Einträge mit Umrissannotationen
○ ○ ○ ○
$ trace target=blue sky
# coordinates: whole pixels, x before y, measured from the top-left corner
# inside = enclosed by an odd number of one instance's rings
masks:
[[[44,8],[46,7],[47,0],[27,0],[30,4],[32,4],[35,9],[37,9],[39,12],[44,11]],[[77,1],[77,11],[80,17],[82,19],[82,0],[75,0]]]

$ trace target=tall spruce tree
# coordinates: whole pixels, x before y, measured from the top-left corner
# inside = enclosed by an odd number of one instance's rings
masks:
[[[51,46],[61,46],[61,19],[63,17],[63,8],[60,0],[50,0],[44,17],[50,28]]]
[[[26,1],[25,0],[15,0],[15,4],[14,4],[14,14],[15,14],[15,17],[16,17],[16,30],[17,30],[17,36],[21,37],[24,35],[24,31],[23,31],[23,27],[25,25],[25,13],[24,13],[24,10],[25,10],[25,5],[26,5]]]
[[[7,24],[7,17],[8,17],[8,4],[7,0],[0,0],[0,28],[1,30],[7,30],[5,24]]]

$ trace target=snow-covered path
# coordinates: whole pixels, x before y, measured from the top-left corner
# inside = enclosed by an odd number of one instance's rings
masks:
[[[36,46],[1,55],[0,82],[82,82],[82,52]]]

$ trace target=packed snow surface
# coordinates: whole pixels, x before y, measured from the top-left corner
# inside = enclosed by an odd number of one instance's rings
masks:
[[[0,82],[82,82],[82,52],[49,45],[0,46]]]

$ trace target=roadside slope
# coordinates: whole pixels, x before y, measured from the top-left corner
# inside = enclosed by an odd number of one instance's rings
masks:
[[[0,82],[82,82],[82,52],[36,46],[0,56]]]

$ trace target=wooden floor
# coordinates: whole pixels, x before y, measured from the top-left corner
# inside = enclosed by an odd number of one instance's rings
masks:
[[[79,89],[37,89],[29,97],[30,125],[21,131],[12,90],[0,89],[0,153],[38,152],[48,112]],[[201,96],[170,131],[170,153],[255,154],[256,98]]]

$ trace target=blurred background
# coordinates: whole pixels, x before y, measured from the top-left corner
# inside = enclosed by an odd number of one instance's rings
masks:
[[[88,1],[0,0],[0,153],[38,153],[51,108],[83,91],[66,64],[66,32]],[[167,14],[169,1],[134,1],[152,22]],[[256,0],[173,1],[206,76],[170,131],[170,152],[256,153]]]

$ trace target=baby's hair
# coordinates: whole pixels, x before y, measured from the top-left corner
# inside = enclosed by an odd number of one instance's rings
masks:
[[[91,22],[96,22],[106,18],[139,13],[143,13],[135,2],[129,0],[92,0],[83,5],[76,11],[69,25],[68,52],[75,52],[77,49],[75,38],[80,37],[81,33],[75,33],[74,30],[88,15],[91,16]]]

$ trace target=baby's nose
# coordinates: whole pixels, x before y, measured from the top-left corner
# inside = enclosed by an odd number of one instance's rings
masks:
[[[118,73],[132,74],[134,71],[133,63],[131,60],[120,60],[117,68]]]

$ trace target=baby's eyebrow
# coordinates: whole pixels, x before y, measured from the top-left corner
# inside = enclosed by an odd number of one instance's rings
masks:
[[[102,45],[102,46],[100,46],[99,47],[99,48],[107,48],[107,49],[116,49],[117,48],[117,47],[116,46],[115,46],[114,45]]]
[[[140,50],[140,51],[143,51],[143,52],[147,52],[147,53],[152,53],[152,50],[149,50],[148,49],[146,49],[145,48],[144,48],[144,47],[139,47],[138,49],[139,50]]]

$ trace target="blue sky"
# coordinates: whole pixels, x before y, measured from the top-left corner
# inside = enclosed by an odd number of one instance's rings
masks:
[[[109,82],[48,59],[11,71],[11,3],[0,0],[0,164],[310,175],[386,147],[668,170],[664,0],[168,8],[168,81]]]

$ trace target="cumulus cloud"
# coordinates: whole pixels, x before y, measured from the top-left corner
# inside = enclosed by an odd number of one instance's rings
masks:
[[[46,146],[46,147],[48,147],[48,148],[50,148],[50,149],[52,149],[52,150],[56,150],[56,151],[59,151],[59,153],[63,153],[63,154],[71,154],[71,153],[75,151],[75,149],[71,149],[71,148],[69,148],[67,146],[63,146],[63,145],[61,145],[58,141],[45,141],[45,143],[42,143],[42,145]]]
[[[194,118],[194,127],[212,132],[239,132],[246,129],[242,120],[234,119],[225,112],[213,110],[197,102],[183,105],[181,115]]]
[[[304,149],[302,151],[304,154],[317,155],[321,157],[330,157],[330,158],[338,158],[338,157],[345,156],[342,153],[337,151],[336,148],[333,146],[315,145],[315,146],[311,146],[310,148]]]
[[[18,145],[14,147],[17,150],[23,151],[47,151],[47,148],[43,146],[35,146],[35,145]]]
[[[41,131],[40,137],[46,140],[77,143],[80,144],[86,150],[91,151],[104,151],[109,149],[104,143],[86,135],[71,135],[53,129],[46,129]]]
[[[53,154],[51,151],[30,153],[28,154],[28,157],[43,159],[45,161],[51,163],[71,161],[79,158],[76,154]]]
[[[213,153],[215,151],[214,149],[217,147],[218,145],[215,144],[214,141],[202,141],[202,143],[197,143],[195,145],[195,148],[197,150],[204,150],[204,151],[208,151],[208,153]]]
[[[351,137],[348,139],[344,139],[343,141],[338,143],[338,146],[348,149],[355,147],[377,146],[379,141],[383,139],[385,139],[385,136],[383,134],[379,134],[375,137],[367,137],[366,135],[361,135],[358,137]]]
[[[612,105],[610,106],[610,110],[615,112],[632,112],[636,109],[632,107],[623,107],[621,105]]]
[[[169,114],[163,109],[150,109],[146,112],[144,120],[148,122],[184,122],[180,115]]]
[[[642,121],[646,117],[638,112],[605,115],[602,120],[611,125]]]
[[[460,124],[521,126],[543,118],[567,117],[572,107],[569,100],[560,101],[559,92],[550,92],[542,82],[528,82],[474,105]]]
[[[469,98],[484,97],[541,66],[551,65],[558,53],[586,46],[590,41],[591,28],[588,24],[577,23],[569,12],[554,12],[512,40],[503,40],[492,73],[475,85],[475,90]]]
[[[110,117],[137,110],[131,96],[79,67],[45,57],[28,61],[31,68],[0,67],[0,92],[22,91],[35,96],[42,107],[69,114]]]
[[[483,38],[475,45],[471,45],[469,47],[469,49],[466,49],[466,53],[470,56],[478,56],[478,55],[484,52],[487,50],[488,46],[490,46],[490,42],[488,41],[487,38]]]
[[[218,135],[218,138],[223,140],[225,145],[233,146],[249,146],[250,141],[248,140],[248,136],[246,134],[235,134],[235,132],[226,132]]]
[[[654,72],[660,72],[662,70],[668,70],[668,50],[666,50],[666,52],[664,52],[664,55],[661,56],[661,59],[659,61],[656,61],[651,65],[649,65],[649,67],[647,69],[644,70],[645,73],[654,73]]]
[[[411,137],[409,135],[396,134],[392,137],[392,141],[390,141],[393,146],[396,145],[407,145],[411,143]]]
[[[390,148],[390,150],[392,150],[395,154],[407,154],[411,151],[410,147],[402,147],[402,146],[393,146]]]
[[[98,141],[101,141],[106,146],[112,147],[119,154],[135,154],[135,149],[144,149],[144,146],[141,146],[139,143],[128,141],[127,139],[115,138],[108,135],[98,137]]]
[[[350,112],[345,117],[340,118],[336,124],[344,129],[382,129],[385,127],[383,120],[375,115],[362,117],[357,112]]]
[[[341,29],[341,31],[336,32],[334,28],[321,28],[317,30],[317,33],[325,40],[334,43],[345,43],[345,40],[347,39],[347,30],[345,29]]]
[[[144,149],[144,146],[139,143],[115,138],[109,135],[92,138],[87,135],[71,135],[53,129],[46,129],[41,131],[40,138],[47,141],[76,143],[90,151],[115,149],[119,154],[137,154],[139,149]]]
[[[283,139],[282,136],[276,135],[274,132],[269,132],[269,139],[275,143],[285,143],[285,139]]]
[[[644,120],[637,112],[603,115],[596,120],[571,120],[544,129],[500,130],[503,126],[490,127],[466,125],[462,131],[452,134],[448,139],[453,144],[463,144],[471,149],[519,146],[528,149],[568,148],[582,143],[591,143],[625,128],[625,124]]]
○ ○ ○ ○
Deine Aufgabe
Kannst du den Abschnitt, der mit der Zeile mit „target=packed snow surface“ beginnt und mit der Zeile mit „[[[0,82],[82,82],[82,52],[49,45],[0,46]]]“ endet, Zeichen für Zeichen kopieren, beide Zeilen eingeschlossen?

Übungsergebnis
$ trace target=packed snow surface
# coordinates: whole pixels, x before y, measured from the top-left corner
# inside = enclosed by an odd number of one instance's rings
masks:
[[[0,82],[82,82],[82,52],[49,45],[0,46]]]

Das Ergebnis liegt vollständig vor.